▶ _Work instruction_: Begin at the line containing "box: [67, 40, 75, 50]" in the entries below and end at the line containing "box: [0, 4, 118, 25]"; transcribe that range exactly and nothing outside it.

Saved entries
= = =
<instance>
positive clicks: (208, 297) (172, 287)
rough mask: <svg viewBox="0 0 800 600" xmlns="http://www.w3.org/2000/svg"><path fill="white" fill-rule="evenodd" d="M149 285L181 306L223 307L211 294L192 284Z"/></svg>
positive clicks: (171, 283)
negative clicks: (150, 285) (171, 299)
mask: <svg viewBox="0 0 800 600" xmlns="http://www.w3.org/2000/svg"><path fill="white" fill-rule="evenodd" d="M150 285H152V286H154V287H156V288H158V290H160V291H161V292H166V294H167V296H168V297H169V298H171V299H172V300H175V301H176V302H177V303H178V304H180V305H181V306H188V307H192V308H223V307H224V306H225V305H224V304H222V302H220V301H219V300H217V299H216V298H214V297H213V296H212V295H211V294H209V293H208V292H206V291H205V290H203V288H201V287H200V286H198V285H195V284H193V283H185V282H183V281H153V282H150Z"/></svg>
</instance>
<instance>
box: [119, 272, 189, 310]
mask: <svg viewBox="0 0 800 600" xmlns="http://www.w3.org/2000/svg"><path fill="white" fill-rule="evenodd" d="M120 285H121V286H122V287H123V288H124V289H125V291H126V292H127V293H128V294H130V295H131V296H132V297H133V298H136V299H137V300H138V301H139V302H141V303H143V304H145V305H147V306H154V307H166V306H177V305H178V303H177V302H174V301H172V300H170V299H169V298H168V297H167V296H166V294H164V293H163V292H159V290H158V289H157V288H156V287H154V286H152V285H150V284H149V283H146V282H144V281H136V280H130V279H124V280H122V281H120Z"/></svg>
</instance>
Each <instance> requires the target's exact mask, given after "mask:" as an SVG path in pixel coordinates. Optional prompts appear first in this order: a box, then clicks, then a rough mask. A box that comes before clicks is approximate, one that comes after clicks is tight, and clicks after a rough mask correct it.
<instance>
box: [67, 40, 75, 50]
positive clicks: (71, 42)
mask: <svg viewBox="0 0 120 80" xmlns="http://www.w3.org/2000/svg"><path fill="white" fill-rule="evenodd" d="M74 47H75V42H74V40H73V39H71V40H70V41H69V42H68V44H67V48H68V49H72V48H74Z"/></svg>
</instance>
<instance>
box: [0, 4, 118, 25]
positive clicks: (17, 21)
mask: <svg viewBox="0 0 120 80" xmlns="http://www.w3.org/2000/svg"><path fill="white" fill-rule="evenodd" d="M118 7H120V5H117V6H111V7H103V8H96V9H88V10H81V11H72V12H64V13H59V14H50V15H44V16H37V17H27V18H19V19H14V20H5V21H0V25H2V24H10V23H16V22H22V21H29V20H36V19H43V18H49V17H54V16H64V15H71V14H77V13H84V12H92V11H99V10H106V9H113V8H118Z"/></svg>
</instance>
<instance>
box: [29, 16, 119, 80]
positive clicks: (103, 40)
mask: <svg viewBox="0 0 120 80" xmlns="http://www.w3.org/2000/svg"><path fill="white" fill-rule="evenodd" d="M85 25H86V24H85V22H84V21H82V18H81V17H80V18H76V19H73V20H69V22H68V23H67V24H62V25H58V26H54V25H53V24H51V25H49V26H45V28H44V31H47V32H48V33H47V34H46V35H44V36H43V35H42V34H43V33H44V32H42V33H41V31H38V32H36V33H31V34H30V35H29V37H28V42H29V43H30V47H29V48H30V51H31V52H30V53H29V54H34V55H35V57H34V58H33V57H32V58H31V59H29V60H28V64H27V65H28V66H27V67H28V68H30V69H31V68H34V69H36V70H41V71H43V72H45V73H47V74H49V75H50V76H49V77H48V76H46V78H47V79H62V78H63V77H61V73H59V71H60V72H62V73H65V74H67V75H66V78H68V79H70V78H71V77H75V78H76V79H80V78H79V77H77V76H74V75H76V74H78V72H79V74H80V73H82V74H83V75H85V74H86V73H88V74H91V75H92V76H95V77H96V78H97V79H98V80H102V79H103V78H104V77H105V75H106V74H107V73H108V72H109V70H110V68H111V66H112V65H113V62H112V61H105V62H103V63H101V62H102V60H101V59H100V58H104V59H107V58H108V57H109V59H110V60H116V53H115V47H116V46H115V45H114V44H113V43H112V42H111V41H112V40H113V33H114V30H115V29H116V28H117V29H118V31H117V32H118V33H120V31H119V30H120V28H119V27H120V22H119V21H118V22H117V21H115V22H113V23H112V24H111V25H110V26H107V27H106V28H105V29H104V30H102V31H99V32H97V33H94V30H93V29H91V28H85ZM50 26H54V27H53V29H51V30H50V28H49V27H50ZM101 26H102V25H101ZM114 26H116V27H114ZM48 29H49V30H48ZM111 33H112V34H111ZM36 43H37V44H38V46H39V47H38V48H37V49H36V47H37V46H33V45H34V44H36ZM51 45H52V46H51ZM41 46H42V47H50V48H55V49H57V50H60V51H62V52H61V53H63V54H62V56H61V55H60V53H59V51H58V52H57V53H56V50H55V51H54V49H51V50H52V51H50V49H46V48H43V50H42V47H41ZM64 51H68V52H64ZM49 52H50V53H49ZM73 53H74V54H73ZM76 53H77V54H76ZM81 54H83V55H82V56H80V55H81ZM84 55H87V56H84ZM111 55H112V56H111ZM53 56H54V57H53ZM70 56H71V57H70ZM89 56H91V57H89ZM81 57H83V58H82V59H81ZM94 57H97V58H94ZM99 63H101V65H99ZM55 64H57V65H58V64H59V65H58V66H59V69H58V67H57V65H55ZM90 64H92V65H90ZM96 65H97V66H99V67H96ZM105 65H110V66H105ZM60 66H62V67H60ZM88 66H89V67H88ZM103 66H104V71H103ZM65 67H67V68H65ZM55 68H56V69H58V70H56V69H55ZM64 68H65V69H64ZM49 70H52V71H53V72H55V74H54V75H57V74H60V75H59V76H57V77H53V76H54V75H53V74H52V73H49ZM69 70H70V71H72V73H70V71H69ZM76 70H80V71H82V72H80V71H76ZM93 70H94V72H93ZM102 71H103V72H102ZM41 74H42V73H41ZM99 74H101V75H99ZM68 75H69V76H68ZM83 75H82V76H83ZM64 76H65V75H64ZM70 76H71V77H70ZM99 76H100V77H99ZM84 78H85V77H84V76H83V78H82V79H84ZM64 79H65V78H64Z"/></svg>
= = =
▶ _Answer section_:
box: [67, 40, 75, 50]
positive clicks: (71, 42)
mask: <svg viewBox="0 0 120 80" xmlns="http://www.w3.org/2000/svg"><path fill="white" fill-rule="evenodd" d="M74 47H75V42H74V40H73V39H71V40H70V41H69V42H68V44H67V48H68V49H72V48H74Z"/></svg>
</instance>
<instance>
box: [0, 4, 118, 25]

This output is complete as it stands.